SOURCE
========================================================================

Authors may be surprised to learn that before an agent or publisher reads a word of their manuscript, they make judgments based on the query letter or proposal. They read your materials to assess the potential for successful publication based on the information they gather about the book, about the audience, and yes, about the author.
In the last two posts, I focused on questions about the book and audience. If an agent or acquisitions editor at a publishing house reads an author’s pitch, they expect answers to these questions. If they like the answers, they’ll consider next the author.
But what kinds of information do they want to know about you? Here’s a list of questions for you to address:
1. What makes you the best person to write this book?
2. What personal or professional experiences make you an authority on the subject?
3. What is your writing background?
4. Do you have a resume or brief bio?
5. Briefly describe how your education, professional position, and/or personal experiences prepare you to be the author of this book.

========================================================================

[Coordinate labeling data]
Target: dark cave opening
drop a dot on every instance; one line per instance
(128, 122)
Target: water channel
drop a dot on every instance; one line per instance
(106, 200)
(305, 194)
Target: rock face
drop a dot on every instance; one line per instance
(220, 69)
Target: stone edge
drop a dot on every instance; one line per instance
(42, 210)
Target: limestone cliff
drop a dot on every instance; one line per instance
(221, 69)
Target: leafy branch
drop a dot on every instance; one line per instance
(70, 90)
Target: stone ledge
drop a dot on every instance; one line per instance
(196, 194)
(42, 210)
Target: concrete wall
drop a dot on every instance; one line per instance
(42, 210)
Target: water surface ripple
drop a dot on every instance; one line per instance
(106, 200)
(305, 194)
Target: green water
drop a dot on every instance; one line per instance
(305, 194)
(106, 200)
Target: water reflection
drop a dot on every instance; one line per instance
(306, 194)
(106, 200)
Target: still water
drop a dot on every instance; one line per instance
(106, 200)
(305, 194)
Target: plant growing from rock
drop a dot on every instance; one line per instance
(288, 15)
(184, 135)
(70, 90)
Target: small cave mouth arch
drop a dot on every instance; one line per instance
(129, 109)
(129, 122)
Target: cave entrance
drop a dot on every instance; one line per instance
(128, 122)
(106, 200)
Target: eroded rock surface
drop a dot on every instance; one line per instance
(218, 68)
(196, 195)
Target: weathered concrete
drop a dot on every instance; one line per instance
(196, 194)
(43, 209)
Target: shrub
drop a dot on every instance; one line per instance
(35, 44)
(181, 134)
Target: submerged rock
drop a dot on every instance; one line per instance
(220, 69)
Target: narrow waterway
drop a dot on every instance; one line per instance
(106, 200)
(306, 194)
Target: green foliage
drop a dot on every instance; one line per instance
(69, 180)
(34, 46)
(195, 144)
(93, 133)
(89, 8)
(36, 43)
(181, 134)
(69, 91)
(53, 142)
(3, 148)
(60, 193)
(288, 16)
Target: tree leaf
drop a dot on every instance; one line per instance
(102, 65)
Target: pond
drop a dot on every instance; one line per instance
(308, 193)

========================================================================

PROBLEMS AND TASKS
- 1) Reproduce the text on what agents and publishers want to learn about an author, word for word.
- 2) Rewrite the records from the line containing "Target: green foliage" through the end of the records, inclusive, substituting "place a marker" for each occurrence of "drop a dot" and leaving everything else unchanged.
The text and the records have no connection to each other.

SOLUTIONS BELOW
- 1)
Authors may be surprised to learn that before an agent or publisher reads a word of their manuscript, they make judgments based on the query letter or proposal. They read your materials to assess the potential for successful publication based on the information they gather about the book, about the audience, and yes, about the author.
In the last two posts, I focused on questions about the book and audience. If an agent or acquisitions editor at a publishing house reads an author’s pitch, they expect answers to these questions. If they like the answers, they’ll consider next the author.
But what kinds of information do they want to know about you? Here’s a list of questions for you to address:
1. What makes you the best person to write this book?
2. What personal or professional experiences make you an authority on the subject?
3. What is your writing background?
4. Do you have a resume or brief bio?
5. Briefly describe how your education, professional position, and/or personal experiences prepare you to be the author of this book.

- 2)
Target: green foliage
place a marker on every instance; one line per instance
(69, 180)
(34, 46)
(195, 144)
(93, 133)
(89, 8)
(36, 43)
(181, 134)
(69, 91)
(53, 142)
(3, 148)
(60, 193)
(288, 16)
Target: tree leaf
place a marker on every instance; one line per instance
(102, 65)
Target: pond
place a marker on every instance; one line per instance
(308, 193)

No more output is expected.